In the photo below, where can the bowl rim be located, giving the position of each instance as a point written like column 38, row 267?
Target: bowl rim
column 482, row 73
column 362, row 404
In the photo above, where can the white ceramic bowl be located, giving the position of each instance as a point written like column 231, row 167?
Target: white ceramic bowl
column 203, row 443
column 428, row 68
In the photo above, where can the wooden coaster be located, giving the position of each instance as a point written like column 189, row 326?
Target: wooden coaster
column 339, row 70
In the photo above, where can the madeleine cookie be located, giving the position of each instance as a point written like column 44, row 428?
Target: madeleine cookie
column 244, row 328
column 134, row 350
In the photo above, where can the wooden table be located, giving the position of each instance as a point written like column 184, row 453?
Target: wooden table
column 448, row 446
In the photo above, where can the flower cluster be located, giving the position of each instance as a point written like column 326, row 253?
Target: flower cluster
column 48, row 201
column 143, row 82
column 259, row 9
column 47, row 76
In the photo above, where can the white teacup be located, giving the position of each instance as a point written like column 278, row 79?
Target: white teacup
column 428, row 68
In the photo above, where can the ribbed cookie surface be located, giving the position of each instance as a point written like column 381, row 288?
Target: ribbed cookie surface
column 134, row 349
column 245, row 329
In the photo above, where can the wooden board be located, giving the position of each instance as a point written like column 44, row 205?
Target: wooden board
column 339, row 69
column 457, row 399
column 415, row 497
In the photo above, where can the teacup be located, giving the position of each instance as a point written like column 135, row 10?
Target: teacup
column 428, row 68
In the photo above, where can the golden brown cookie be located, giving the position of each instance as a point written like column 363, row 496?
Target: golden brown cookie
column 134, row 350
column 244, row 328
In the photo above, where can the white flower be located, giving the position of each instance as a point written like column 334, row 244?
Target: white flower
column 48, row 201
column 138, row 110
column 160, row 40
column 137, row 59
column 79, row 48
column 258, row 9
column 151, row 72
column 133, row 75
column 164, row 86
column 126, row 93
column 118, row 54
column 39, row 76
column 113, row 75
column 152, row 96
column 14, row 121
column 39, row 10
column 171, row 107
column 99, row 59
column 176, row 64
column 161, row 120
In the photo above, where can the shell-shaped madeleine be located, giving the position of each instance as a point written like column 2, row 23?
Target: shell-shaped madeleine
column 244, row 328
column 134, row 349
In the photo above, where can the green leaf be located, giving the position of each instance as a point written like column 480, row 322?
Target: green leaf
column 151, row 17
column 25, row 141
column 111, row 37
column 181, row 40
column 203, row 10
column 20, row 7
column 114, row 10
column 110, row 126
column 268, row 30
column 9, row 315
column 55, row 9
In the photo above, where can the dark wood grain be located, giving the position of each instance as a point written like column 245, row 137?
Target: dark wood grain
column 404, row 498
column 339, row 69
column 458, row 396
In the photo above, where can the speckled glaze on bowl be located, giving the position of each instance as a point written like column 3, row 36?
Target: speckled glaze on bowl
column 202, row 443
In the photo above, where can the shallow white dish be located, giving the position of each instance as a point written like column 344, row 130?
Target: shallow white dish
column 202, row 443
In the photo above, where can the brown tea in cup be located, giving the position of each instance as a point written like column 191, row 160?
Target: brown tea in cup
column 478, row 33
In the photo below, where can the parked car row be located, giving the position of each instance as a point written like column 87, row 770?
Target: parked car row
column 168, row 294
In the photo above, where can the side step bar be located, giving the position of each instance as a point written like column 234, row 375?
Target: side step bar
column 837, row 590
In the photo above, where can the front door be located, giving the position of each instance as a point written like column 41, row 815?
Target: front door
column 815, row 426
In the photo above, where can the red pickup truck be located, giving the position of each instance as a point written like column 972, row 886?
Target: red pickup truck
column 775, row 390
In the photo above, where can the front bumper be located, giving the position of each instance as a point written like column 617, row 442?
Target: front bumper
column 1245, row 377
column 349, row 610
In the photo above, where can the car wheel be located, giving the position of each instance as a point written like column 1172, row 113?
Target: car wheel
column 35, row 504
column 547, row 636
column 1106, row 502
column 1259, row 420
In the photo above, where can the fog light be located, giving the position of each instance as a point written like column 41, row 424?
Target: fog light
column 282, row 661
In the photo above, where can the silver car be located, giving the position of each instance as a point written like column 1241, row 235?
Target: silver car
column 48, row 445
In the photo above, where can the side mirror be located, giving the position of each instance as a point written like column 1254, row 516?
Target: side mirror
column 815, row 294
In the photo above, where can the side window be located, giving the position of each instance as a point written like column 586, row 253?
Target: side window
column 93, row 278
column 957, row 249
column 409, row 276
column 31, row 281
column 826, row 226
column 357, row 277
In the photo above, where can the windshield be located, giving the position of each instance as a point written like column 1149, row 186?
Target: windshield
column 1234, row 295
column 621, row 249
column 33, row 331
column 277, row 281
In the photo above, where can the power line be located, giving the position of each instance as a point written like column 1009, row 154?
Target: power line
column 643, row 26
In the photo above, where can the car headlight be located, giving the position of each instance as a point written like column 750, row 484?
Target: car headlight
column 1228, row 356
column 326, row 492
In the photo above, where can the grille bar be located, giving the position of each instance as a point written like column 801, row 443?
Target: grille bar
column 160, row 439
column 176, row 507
*****
Task prompt:
Update the listing above by replacing each occurrence of "instance" with "occurrence", leaving every other word unchanged.

Task solution:
In the photo below, where can the bowl rim be located, giving the position of each occurrence as a point written like column 38, row 267?
Target: bowl rim
column 482, row 73
column 362, row 404
In the photo above, where can the white ceramic bowl be located, giving the position of each occurrence as a point written like column 231, row 167?
Target: white ceramic bowl
column 203, row 443
column 428, row 68
In the photo above, where can the wooden coaster be located, giving the position of each occurrence as a point written like column 189, row 326?
Target: wooden coaster
column 339, row 70
In the photo above, where can the madeleine cookie be located, giving the position of each occurrence as a point written like column 44, row 428?
Target: madeleine cookie
column 244, row 328
column 134, row 350
In the photo above, where can the wooden table be located, giving the position of each occurrence as a point written like column 184, row 453?
Target: wooden table
column 448, row 446
In the photo above, where can the flower cluster be located, giving the position of each occurrence as a point written like column 326, row 253?
Target: flower cluster
column 48, row 201
column 143, row 82
column 259, row 9
column 47, row 76
In the photo above, where can the white teacup be located, giving the position of each occurrence as a point written like column 278, row 79?
Target: white teacup
column 428, row 68
In the photo above, where can the ribbed cookie surface be located, giving the position of each occurrence as a point written like column 381, row 288?
Target: ribbed cookie surface
column 134, row 349
column 245, row 329
In the photo above, where can the wooden board be located, giving the position of each occurrence as a point written like column 44, row 205?
Target: wooden board
column 339, row 69
column 457, row 399
column 415, row 497
In the photo above, where can the teacup be located, giving the position of each occurrence as a point written like column 135, row 10?
Target: teacup
column 428, row 68
In the photo above, where can the golden brown cookie be located, giving the position of each occurrence as a point written like column 363, row 496?
Target: golden brown cookie
column 134, row 350
column 244, row 328
In the photo above, where can the white flower be located, giving the position of each occurrence as a point written like column 334, row 244?
Target: white flower
column 48, row 201
column 138, row 110
column 160, row 40
column 137, row 59
column 79, row 48
column 258, row 9
column 151, row 72
column 133, row 75
column 164, row 86
column 126, row 93
column 118, row 54
column 39, row 76
column 113, row 75
column 152, row 96
column 14, row 121
column 39, row 10
column 171, row 107
column 99, row 59
column 176, row 64
column 161, row 120
In the photo above, where can the shell-shaped madeleine be located, giving the position of each occurrence as a point written like column 2, row 23?
Target: shell-shaped madeleine
column 244, row 328
column 134, row 349
In the photo above, where can the green leaf be located, giving the position of each occurrence as a point written like column 480, row 322?
Target: green leaf
column 151, row 17
column 25, row 141
column 111, row 37
column 181, row 40
column 203, row 10
column 20, row 7
column 114, row 10
column 110, row 126
column 268, row 30
column 9, row 315
column 55, row 9
In the photo above, where can the dark wood grain be located, giving the position of each occurrence as a point written like column 245, row 137?
Target: dark wood grain
column 404, row 498
column 339, row 69
column 458, row 396
In the photo above, where can the speckled glaze on bowl be located, giving the position of each occurrence as a point written like column 3, row 36?
Target: speckled glaze on bowl
column 202, row 443
In the photo above, where can the shallow white dish be located, giving the position of each occurrence as a point written like column 344, row 130?
Target: shallow white dish
column 202, row 443
In the photo above, where can the brown tea in cup be located, giving the position of each occurrence as a point written like column 191, row 160?
Target: brown tea in cup
column 478, row 33
In the photo below, where can the parked car row be located, giving the position of each occurrence as a point written like column 87, row 770?
Target: parked car row
column 168, row 294
In the photo above, where can the side step bar be located, giving the position of each occurrence as a point written like column 234, row 375?
Target: side step bar
column 837, row 590
In the photo above, where can the front door be located, giving the position of each occurrence as a point written like column 41, row 815?
Target: front door
column 815, row 426
In the photo above, where can the red pickup truck be located, giving the position of each occurrence as a point written like column 972, row 886?
Target: red pickup truck
column 775, row 390
In the photo above, where can the front bumper be located, giving the position of each occurrence as a point written like column 617, row 442?
Target: front bumper
column 1245, row 377
column 349, row 610
In the photo above, where can the car wheel be located, giving the position of each occurrence as a point written like column 1172, row 113?
Target: car wheel
column 35, row 504
column 547, row 636
column 1106, row 502
column 1259, row 420
In the photo above, where can the fog light be located, giving the position of each occurrence as a point written like column 41, row 424?
Target: fog light
column 282, row 661
In the photo above, where can the silver car be located, giving the position of each occurrence as a point written like column 1241, row 235?
Target: silver car
column 48, row 445
In the photo above, where can the side mirror be located, giving the position of each occurrence as a point written like column 1254, row 516?
Target: side mirror
column 815, row 294
In the photo above, where can the side window be located, giving the position of each occurrence as a point written like column 586, row 253?
Target: side window
column 93, row 278
column 957, row 249
column 409, row 276
column 31, row 281
column 826, row 226
column 357, row 277
In the photo above, where can the windshield be located, giving the position of each occurrence as a point written like column 1149, row 186?
Target: windshield
column 1234, row 295
column 621, row 249
column 33, row 331
column 277, row 281
In the photo above, where can the power line be located, giving the position of each occurrence as a point written like column 1009, row 154?
Target: power line
column 643, row 26
In the photo above, where can the car headlight be located, giving the position of each occurrence as a point written like column 750, row 484?
Target: car headlight
column 1228, row 356
column 326, row 492
In the photo above, where can the grille bar be located, giving the position of each occurrence as a point written like column 801, row 443?
Target: grille bar
column 160, row 439
column 176, row 507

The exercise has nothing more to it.